#### [MATERIAL FOR THE TASK]
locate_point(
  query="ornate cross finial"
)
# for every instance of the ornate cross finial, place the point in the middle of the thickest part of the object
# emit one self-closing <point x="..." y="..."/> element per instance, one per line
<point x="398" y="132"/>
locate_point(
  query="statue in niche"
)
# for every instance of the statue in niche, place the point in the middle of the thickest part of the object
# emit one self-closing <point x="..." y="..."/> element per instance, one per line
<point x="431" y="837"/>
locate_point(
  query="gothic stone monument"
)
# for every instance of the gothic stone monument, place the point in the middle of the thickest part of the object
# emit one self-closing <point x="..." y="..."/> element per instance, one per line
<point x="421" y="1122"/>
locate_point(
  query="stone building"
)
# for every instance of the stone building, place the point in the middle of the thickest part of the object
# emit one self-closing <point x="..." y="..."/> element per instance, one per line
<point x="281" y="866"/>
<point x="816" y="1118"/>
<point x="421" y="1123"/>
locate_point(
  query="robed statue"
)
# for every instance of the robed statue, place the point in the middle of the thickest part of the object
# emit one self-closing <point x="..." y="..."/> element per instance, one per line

#### [PROBLEM TO WORK ON]
Across the entries above, find the lines with the string "every" and copy them.

#### [ANSWER BELOW]
# for every instance of the ornate cross finial, place the point in the middle of the thickest part of the object
# for every instance of the statue in niche, place the point in the middle of the thickest part of the object
# for every instance of the gothic stone monument, place the point in the middle of the thickest part of the object
# for every instance of the stone building, place the point in the middle of the thickest part of the object
# for every instance of the robed statue, place the point in the middle of the thickest part of the object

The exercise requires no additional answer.